**PAGE TEXT**
China’s BYD Aims to Build Not Just an Electric Car, But an Ecosystem

By · October 18, 2010

BYD e6 electric car

The BYD e6 electric car promises 200 miles of driving range.

The Chinese company known as BYD—that’s Build Your Dreams—has an audacious plan to solve China’s energy and environment problems. Readers of this site might know BYD as the carmaker backed by famed investor Warren Buffet—and as the top contender to bring Chinese-made electric cars and plug-in hybrids to the United States.

But it may come as a surprise that BYD views the U.S. market as somewhat irrelevant, and doesn’t see high-volume sales of its all-electric e6 or the BYD F3DM plug-in hybrid as that high of a priority.

That’s because BYD’s Chairman, Chuanfu Wang, has a much bigger vision. “The goal is to create a zero emissions ecosystem,” said Michael Austin, a Chicago-based BYD vice president with marketing and public relations duties. “And you don’t create the zero carbon zero emissions ecosystem by just producing a whole bunch of electric vehicles.” BYD’s electric and plug-in hybrid cars, now available in China, will go on sale to U.S. private consumers as early as 2012.

**WRITTEN INSTRUCTION 1**
In the BYD article, what driving range does the e6 electric car promise?
**WRITTEN INSTRUCTION 2**
Repeat the BYD article word for word, starting with "China’s BYD Aims" and going on through "of driving range.".
**WRITTEN INSTRUCTION 3**
Pick up the BYD article after its final sentence and keep writing it.
The lines after this point come from a separate source.

**DATASET CONTENT**
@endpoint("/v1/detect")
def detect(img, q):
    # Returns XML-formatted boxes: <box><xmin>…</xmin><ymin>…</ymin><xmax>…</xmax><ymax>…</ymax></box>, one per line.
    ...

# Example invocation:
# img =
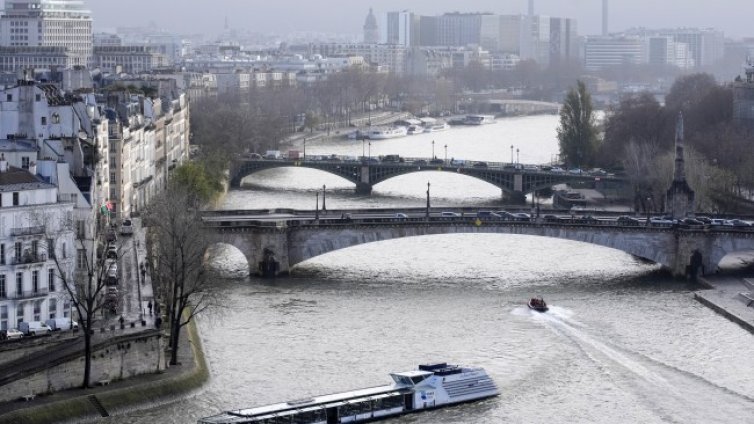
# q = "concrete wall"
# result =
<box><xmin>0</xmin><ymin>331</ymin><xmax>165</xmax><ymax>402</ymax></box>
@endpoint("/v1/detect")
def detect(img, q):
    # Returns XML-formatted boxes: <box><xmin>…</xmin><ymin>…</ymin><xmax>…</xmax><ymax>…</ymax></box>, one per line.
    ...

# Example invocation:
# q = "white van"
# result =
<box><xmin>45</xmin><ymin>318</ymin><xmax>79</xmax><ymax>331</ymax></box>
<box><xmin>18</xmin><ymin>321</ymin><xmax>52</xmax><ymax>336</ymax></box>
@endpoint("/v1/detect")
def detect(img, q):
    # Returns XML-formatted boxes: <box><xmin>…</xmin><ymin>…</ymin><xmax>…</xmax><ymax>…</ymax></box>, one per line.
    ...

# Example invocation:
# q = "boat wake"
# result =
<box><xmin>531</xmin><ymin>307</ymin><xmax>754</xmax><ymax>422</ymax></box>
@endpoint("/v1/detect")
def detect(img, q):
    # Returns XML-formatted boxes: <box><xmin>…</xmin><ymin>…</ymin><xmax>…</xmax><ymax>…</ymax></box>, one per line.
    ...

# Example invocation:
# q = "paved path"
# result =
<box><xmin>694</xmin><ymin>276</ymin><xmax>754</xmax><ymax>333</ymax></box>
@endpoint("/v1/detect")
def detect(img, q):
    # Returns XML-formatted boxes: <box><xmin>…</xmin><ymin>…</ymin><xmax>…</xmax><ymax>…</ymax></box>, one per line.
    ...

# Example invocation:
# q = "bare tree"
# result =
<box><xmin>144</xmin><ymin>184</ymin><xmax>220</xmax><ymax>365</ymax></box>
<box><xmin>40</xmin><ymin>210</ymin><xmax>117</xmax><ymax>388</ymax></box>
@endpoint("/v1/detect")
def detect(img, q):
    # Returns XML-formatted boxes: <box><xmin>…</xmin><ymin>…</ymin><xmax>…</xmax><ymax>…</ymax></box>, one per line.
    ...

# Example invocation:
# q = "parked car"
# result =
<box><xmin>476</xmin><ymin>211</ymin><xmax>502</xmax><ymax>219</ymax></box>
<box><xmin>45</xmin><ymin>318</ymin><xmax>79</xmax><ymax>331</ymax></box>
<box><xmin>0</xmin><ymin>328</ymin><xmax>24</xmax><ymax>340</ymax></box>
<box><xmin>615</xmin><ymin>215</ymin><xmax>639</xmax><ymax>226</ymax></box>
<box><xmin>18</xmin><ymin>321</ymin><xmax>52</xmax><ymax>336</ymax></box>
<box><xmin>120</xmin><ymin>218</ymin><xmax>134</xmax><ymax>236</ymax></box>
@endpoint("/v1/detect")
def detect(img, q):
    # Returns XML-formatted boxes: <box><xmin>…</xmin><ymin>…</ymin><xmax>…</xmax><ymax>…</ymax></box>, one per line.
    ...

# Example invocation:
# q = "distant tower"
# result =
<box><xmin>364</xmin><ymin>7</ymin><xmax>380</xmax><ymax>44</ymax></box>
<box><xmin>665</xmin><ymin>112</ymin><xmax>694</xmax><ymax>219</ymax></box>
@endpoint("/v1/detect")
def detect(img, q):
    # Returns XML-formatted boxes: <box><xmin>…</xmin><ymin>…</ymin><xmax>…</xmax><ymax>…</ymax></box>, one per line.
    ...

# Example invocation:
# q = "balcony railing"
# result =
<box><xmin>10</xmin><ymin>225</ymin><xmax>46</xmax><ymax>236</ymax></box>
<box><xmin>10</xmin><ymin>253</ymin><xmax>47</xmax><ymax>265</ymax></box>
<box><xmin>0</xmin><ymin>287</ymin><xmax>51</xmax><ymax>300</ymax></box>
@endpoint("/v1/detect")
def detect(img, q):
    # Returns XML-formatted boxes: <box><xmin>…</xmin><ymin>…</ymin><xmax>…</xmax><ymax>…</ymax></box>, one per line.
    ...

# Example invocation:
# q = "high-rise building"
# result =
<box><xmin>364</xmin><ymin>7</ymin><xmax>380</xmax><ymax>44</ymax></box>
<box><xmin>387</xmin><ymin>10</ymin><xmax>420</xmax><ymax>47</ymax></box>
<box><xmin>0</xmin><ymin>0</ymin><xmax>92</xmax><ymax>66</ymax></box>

**ANSWER 1**
200 miles

**ANSWER 2**
China’s BYD Aims to Build Not Just an Electric Car, But an Ecosystem

By · October 18, 2010

BYD e6 electric car

The BYD e6 electric car promises 200 miles of driving range.

**ANSWER 3**
Vertical Integration

I recently spoke with Austin, a former Motorola executive who began working with BYD about a decade ago, when he was looking for an affordable source of commodity batteries for Motorola cell phones. Of the three-dozen or so Chinese companies making cell phone batteries at the time, BYD was the only one with durable and safe battery chemistry—backed by its own intellectual property regarding battery technology. Moreover, the company’s philosophy of vertical manufacturing integration allowed the company to reach an enormous scale.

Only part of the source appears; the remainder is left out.